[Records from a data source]
⟨

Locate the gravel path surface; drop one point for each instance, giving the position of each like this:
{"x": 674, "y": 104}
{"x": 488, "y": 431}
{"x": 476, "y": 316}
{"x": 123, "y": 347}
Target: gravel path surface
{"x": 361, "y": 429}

⟩

* _Task statement_
Rename "gravel path surface" to "dirt trail surface" throughout the material, changing nothing else.

* _Solution to this exercise_
Locate the dirt trail surface; drop one point for each instance, giving the position of each like this:
{"x": 674, "y": 104}
{"x": 488, "y": 431}
{"x": 476, "y": 316}
{"x": 123, "y": 347}
Target: dirt trail surface
{"x": 361, "y": 429}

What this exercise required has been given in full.